◆ **INSTRUCTIONS TO FOLLOW**: Which lines run from the one containing "Tag every instance of the green and" to the end of the entries? Copy them exactly, both ends included, and give nothing else.

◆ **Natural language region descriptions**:

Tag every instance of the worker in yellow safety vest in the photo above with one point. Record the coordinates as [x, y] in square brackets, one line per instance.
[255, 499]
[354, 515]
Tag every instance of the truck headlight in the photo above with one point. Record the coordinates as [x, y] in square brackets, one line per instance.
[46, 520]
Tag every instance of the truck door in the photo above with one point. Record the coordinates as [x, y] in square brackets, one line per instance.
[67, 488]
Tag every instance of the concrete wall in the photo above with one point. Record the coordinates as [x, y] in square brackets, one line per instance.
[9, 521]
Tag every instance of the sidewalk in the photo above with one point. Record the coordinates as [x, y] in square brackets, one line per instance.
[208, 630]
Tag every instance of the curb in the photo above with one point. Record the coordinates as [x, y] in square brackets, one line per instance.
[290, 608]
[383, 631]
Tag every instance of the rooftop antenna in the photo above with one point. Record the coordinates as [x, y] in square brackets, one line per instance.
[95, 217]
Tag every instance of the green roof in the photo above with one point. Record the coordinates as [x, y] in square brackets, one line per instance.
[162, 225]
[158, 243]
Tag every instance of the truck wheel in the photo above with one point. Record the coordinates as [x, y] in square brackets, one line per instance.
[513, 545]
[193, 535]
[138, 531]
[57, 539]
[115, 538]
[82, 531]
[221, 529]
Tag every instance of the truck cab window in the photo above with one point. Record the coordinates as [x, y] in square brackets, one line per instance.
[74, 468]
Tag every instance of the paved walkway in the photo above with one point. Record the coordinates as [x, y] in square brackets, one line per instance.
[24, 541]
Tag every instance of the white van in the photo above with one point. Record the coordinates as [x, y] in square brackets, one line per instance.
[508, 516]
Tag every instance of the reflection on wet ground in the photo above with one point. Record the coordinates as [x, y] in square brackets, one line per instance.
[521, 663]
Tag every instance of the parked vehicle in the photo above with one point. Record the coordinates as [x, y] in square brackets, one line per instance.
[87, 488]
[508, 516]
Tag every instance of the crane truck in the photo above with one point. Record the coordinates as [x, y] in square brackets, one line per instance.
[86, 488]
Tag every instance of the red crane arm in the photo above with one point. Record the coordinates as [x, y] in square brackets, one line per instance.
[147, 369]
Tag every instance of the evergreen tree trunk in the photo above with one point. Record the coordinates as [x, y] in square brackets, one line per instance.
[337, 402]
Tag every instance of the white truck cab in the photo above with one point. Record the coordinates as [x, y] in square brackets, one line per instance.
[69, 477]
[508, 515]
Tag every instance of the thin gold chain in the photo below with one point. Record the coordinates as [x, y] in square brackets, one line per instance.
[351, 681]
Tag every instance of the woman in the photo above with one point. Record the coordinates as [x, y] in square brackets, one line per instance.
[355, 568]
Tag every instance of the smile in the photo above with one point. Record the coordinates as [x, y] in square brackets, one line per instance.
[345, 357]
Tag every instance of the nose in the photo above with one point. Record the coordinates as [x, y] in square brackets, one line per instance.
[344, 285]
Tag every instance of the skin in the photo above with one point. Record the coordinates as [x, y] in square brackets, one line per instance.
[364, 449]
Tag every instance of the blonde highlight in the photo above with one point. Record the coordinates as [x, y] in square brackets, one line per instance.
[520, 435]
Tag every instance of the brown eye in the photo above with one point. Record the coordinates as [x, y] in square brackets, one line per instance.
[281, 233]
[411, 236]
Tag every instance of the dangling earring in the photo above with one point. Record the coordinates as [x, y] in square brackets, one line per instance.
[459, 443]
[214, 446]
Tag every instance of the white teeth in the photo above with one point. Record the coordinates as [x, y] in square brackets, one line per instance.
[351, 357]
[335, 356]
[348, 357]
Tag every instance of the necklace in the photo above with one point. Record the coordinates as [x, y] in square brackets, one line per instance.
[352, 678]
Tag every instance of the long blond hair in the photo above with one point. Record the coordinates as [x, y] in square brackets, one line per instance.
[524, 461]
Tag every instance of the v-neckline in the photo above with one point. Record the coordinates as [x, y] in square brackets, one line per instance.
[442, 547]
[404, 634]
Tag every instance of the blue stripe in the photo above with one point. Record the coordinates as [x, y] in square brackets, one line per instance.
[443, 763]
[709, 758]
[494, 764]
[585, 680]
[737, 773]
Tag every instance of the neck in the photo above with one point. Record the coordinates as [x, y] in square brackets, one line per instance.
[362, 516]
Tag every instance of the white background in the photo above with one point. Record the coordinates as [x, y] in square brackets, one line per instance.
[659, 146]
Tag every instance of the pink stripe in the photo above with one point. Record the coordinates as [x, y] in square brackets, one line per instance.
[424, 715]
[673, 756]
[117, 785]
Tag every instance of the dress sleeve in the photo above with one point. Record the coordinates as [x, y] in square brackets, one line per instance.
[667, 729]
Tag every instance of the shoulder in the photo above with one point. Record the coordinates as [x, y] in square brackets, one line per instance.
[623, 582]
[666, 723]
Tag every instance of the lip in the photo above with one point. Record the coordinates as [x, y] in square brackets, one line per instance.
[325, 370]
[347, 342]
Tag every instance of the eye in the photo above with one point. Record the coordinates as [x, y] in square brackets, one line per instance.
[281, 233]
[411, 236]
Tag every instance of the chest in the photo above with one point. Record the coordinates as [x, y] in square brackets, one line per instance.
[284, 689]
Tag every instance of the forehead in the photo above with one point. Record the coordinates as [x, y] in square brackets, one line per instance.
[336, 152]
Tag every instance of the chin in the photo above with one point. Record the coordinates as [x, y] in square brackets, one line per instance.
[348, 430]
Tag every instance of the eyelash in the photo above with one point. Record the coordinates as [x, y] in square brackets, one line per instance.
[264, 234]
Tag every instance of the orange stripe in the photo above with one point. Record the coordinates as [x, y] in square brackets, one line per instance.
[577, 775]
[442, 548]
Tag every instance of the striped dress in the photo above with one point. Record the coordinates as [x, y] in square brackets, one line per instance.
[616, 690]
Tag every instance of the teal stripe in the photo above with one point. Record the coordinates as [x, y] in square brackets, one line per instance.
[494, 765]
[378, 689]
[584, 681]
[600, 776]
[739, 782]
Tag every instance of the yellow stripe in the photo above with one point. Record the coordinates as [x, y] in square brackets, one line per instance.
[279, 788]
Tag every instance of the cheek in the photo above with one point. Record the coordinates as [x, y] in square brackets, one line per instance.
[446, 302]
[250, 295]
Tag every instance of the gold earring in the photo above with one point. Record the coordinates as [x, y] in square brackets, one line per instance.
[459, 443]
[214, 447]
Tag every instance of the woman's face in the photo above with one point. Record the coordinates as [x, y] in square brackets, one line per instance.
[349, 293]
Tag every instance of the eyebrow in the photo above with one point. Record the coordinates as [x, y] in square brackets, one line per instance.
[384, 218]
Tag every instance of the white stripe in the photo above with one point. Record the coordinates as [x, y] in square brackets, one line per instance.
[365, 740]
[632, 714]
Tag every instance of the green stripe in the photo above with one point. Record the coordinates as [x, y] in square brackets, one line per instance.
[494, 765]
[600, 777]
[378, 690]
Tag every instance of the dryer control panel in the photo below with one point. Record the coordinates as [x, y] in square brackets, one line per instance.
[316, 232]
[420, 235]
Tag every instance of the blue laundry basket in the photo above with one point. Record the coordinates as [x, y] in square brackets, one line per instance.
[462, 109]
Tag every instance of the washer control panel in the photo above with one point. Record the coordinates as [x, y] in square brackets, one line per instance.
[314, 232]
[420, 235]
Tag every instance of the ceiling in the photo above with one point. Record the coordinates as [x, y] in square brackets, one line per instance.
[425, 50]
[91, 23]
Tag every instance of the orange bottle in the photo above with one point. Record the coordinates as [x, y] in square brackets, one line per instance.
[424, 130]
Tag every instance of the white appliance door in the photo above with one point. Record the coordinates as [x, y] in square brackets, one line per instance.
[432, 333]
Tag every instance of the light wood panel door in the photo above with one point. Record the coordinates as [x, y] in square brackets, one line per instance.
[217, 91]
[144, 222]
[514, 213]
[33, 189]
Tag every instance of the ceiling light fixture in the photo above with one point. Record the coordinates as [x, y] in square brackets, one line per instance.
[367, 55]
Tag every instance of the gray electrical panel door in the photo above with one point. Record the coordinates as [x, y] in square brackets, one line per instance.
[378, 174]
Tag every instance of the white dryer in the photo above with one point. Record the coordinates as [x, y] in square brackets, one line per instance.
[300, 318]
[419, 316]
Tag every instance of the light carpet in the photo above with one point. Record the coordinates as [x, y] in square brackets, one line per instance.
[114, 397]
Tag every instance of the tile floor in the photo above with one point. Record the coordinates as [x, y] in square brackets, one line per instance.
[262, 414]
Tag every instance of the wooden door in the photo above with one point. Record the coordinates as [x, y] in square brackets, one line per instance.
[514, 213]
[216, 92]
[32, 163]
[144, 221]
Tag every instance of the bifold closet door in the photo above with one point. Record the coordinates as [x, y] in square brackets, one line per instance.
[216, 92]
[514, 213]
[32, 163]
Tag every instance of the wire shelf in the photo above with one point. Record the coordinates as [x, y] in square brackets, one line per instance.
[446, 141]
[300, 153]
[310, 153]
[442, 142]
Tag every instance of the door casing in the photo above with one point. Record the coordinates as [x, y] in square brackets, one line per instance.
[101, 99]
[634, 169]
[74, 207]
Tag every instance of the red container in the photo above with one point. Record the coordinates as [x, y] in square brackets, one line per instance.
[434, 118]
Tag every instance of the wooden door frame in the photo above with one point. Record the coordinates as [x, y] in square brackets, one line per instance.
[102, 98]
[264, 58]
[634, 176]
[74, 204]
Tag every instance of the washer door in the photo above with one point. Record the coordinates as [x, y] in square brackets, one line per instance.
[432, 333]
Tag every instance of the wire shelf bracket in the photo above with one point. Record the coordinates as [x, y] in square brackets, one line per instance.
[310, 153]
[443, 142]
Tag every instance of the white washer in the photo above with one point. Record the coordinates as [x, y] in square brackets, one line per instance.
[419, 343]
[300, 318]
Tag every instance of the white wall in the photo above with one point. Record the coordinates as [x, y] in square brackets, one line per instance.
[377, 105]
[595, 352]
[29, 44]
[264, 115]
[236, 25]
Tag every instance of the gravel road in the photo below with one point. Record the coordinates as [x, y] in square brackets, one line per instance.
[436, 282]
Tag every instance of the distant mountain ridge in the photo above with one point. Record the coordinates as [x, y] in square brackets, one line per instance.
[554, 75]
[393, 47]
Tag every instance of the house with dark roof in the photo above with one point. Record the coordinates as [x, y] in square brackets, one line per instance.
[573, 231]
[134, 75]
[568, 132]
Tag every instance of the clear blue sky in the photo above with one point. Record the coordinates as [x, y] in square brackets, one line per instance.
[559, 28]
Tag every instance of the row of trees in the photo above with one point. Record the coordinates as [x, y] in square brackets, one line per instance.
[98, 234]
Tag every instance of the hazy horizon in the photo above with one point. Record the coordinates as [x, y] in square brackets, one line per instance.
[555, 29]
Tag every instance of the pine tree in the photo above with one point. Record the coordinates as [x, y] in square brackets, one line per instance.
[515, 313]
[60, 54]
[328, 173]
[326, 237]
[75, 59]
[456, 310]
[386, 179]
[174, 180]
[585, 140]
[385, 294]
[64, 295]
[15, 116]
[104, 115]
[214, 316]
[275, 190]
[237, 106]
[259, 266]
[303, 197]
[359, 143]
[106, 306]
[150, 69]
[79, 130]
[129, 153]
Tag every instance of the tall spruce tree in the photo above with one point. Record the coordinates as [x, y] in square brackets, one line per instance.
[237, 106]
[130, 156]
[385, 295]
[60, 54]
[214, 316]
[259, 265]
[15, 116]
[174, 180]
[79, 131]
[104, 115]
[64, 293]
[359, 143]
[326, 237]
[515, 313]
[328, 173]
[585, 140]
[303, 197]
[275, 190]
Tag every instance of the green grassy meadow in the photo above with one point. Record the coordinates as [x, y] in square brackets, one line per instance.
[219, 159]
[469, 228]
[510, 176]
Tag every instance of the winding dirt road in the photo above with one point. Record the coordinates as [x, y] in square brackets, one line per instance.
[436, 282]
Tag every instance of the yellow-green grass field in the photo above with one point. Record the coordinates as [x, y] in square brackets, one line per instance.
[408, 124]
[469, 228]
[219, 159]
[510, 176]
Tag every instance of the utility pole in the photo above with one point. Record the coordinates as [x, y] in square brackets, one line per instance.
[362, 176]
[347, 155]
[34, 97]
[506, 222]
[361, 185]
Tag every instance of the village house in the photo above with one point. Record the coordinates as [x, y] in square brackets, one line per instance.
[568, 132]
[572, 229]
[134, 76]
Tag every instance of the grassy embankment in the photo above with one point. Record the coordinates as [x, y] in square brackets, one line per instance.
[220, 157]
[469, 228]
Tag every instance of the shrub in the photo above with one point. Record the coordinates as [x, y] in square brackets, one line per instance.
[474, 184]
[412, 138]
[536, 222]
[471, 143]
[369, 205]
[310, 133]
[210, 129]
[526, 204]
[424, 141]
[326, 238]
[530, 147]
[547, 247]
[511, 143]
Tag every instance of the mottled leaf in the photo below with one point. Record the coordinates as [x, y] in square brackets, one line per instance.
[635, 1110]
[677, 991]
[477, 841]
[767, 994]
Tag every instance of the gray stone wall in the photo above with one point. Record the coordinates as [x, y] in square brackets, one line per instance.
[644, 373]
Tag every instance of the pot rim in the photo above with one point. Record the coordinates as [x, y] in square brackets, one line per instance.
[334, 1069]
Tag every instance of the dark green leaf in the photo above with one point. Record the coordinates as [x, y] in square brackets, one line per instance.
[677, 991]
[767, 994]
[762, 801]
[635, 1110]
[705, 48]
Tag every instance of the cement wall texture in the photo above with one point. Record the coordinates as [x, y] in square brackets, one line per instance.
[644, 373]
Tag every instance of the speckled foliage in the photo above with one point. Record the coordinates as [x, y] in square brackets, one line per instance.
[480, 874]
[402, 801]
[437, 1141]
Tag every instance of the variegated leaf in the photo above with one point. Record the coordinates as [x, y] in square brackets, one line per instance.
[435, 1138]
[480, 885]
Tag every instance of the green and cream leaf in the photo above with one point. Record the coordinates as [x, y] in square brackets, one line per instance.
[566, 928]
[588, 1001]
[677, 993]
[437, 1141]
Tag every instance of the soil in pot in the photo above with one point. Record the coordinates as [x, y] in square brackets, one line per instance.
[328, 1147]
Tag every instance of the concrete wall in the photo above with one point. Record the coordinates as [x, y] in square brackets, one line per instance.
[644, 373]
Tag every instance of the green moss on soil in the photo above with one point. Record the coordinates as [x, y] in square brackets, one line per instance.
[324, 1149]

◆ **TASK RESPONSE**:
Tag every instance of the green and cream leaf in the photo above with one point. Record the coordinates as [x, y] in square brackets, one line per instance.
[566, 928]
[588, 1001]
[677, 993]
[437, 1141]
Tag every instance of the soil in pot in the photo above with one point. Record the coordinates as [x, y] in square brackets, one line per instance.
[328, 1147]
Tag every instance of the concrete wall in the photo above with one point. Record the coordinates as [x, y] in square brackets, one line per instance.
[644, 373]
Tag every instance of the green moss on soil in the photo above with one point. Record the coordinates as [x, y] in square brackets, one line per instance.
[324, 1149]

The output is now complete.